Return all of the entries exactly, with nothing added or left out.

*** Opening of Available data ***

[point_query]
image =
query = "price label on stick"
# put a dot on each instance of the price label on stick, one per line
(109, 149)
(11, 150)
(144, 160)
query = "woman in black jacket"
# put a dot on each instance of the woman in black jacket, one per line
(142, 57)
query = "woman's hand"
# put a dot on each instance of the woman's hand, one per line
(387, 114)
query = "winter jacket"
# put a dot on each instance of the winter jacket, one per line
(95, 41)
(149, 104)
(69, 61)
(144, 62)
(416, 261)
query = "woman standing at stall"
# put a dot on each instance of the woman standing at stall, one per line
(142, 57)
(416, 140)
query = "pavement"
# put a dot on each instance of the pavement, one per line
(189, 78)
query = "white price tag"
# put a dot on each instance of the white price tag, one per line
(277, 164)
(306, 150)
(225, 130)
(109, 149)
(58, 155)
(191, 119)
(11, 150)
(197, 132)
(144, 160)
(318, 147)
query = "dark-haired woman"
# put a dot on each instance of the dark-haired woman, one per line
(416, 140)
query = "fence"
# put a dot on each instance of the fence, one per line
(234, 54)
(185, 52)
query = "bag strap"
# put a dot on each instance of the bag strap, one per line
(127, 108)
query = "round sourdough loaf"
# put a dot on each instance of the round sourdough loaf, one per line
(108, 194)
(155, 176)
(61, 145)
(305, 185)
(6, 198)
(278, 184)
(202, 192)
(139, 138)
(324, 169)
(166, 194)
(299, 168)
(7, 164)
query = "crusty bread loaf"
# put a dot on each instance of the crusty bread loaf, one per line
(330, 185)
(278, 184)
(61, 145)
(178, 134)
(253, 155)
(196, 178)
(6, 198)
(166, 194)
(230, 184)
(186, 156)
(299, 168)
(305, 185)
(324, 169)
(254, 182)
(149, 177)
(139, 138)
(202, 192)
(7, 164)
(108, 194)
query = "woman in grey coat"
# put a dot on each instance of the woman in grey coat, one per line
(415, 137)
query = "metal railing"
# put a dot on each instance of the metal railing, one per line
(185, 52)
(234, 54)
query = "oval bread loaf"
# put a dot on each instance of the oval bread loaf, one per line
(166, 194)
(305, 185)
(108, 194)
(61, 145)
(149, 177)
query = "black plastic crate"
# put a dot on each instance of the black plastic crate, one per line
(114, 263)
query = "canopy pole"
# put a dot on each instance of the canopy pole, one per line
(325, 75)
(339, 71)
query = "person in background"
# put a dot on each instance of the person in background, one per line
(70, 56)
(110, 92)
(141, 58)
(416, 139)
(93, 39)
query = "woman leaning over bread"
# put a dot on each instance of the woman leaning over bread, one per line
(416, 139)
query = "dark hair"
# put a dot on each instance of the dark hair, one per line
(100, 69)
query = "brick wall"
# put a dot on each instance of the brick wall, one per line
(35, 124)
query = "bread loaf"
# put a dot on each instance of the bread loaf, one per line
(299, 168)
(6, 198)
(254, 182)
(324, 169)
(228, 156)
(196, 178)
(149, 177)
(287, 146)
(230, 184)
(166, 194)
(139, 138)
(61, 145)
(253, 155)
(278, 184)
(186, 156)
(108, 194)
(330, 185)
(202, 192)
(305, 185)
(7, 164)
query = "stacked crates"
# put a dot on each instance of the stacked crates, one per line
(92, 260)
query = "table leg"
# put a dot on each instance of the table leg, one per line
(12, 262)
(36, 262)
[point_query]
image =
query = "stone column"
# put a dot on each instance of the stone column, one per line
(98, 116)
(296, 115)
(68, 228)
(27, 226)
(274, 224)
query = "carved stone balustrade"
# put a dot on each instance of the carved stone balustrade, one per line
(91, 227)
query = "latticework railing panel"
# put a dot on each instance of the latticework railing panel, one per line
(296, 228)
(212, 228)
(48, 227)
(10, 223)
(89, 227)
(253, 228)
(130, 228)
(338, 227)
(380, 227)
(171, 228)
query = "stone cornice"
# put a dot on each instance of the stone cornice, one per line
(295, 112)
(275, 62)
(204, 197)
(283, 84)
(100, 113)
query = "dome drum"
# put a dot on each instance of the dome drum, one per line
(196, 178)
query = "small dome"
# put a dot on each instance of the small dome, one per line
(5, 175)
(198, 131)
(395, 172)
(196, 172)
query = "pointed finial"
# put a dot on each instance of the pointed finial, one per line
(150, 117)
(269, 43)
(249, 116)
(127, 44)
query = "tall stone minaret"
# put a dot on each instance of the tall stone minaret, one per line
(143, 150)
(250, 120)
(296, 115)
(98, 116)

*** Close of Available data ***

Response box -
[point_query]
image =
query = "price label on stick"
# put a dot on each instance of the price label on stick, one per line
(109, 149)
(11, 150)
(144, 160)
query = "woman in black jacket"
# put a dot on each instance of the woman in black jacket, one per line
(142, 57)
query = "woman's hand"
# put a dot on each instance of the woman's hand, one per line
(387, 114)
query = "winter jacket"
# put a dot on each instance of the winter jacket, one per line
(95, 41)
(149, 104)
(69, 61)
(144, 62)
(416, 261)
query = "woman standing at stall"
# put a dot on each instance of the woman standing at stall, one per line
(142, 57)
(416, 140)
query = "pavement"
# put a dot on each instance of the pavement, one per line
(189, 78)
query = "white price tag"
# put a dot on each instance of the white price tag, one per line
(277, 164)
(306, 150)
(225, 130)
(109, 149)
(58, 155)
(191, 119)
(11, 150)
(197, 132)
(144, 160)
(318, 147)
query = "dark-haired woman"
# put a dot on each instance of the dark-haired woman, one per line
(416, 140)
query = "fence"
# put a dot on each instance of the fence, one per line
(234, 54)
(185, 52)
query = "bag strap"
# put a dot on each instance of the bag strap, one per line
(127, 108)
query = "round sourdough loaf"
# put a dot on each instance of the round sourdough loaf, one per line
(108, 194)
(155, 176)
(61, 145)
(305, 185)
(6, 198)
(278, 184)
(202, 192)
(139, 138)
(324, 169)
(166, 194)
(299, 168)
(7, 164)
query = "crusty bread loaf"
# put a dot on each instance of the crusty bread loaf, one per line
(330, 185)
(278, 184)
(61, 145)
(178, 134)
(253, 155)
(196, 178)
(6, 198)
(166, 194)
(230, 184)
(186, 156)
(299, 168)
(305, 185)
(324, 169)
(254, 182)
(149, 177)
(139, 138)
(202, 192)
(7, 164)
(108, 194)
query = "woman in grey coat"
# put a dot on each instance of the woman in grey coat, one per line
(415, 137)
query = "metal railing"
# put a dot on each instance of the metal railing, one per line
(185, 52)
(234, 54)
query = "oval bread loaf"
# put a dot on each instance of the oval bread loaf, one per line
(166, 194)
(305, 185)
(108, 194)
(61, 145)
(149, 177)
query = "black plastic crate"
# put a dot on each instance of the black plastic crate, one per line
(114, 263)
query = "canopy pole"
# put a dot on each instance of the canopy pole, one per line
(325, 75)
(339, 71)
query = "person in background"
# put a dot on each instance of the person in background, one per line
(70, 56)
(110, 92)
(141, 58)
(416, 139)
(93, 39)
query = "woman leaning over bread"
# put a dot on each instance of the woman leaning over bread, one per line
(416, 139)
query = "dark hair"
# put a dot on each instance of the dark hair, one per line
(100, 69)
query = "brick wall"
# put a dot on each instance of the brick wall, one per line
(35, 124)
query = "bread loaf"
# put a dot on each instance of the bread loaf, one per line
(299, 168)
(6, 198)
(254, 182)
(324, 169)
(228, 156)
(196, 178)
(149, 177)
(287, 146)
(230, 184)
(166, 194)
(139, 138)
(61, 145)
(253, 155)
(278, 184)
(186, 156)
(108, 194)
(330, 185)
(202, 192)
(305, 185)
(7, 164)
query = "stacked crates"
# put a dot on each instance of the stacked crates, one per line
(92, 260)
query = "table leg"
# put a dot on each instance of the table leg, one per line
(12, 262)
(36, 262)
[point_query]
image =
query = "stone column"
# put a dot on each instance of the stone column, one per line
(98, 116)
(296, 115)
(68, 228)
(27, 226)
(274, 224)
query = "carved stone balustrade"
# put a dot on each instance of the carved stone balustrade, one per line
(91, 227)
query = "latticework railing panel"
# put a dot on each instance of the latticework railing panel, one per line
(296, 228)
(212, 228)
(48, 227)
(10, 223)
(89, 227)
(253, 228)
(130, 228)
(338, 227)
(380, 227)
(171, 228)
query = "stone cornice"
# put a dot on each instance of the stone cornice, one per line
(295, 112)
(275, 62)
(204, 197)
(283, 84)
(100, 113)
query = "dome drum"
# put a dot on each instance of the dome drum, one per line
(196, 178)
query = "small dome"
# put a dot on each instance of the small dome, one per line
(5, 175)
(198, 131)
(395, 172)
(196, 172)
query = "pointed finial"
# put a dot on each instance of the pointed finial, one per line
(150, 117)
(269, 43)
(249, 116)
(127, 44)
query = "tall stone minaret"
# put a dot on each instance of the tall stone minaret, one per line
(143, 150)
(250, 120)
(296, 115)
(98, 116)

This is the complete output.